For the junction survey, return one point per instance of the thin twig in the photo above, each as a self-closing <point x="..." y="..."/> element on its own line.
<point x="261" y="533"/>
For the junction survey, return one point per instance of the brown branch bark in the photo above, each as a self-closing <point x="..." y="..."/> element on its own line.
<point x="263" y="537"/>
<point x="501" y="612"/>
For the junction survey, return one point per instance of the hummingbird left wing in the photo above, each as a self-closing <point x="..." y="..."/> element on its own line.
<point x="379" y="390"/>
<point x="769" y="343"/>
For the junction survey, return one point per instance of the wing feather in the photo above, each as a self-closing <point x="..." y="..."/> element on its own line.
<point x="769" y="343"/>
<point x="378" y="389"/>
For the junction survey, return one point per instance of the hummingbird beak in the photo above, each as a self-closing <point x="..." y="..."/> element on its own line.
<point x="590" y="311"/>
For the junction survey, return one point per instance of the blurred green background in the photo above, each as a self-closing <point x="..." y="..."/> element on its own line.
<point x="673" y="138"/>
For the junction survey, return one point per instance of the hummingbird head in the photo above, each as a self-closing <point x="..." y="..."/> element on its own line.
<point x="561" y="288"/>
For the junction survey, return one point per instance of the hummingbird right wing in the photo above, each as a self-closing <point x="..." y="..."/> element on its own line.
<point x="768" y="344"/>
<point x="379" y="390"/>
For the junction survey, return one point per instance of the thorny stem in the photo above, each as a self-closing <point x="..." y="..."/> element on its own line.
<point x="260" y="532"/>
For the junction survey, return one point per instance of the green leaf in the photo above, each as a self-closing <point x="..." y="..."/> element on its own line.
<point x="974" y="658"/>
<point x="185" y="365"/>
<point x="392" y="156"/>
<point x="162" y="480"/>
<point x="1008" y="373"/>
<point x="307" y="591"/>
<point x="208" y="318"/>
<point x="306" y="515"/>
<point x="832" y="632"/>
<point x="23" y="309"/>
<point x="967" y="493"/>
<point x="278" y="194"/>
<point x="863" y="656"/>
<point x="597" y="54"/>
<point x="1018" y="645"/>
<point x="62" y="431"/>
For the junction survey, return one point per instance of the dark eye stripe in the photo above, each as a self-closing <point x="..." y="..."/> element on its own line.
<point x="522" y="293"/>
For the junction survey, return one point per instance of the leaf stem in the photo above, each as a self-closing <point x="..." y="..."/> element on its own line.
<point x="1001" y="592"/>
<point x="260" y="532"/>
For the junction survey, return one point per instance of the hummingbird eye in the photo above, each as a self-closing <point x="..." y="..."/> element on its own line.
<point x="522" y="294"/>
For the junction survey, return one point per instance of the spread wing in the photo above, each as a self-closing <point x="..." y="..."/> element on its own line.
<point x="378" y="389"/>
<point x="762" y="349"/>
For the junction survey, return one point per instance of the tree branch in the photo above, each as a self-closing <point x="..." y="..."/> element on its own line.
-----
Restate word for word each line of the data from the one with "of the spread" to the last, keeping both ends.

For the junction survey, return one point per instance of the spread wing in the photo above, each as a self-closing <point x="..." y="..."/> element on its own line.
<point x="378" y="389"/>
<point x="762" y="349"/>
For the junction survey, return one point per instance of the tree branch in the photo above, each as a self-closing <point x="..." y="..."/> element on its own line.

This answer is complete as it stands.